WHAT IS REQUIRED
Any picture in the entries is to be skipped, while everything else is transcribed word for word.

__________________________________________________

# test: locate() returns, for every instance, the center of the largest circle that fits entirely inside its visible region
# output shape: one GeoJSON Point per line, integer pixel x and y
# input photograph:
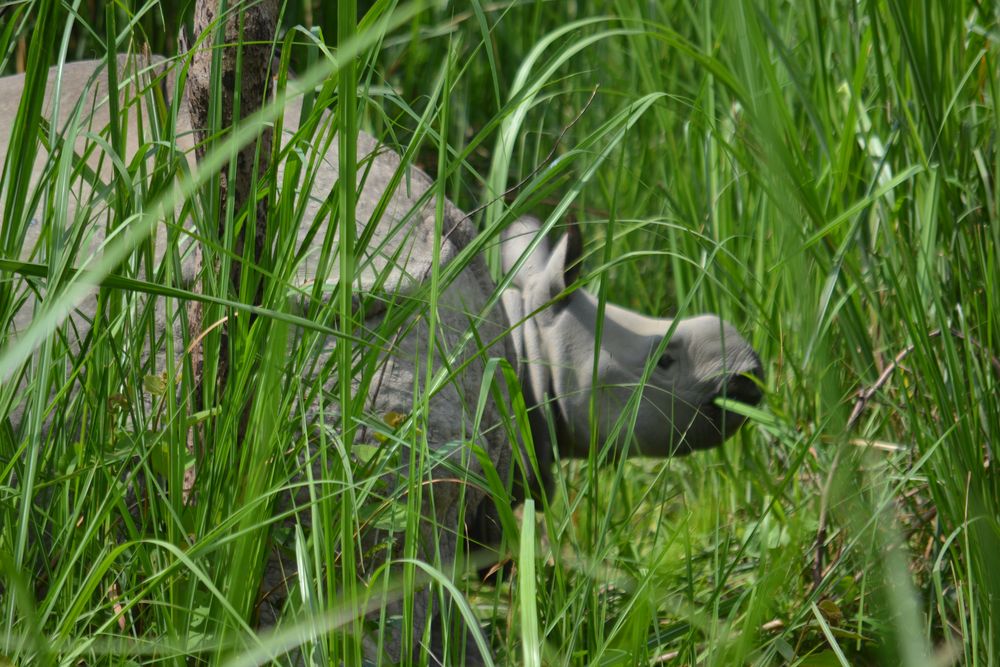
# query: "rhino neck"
{"type": "Point", "coordinates": [537, 389]}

__________________________________________________

PROBLEM SOLUTION
# test: locate() returns, for every instance, the center of the largest circle that fits entirely inside its visible region
# output shape: one GeoJSON Point per line, integer pixel x and y
# input photograph:
# query: "rhino neck"
{"type": "Point", "coordinates": [537, 389]}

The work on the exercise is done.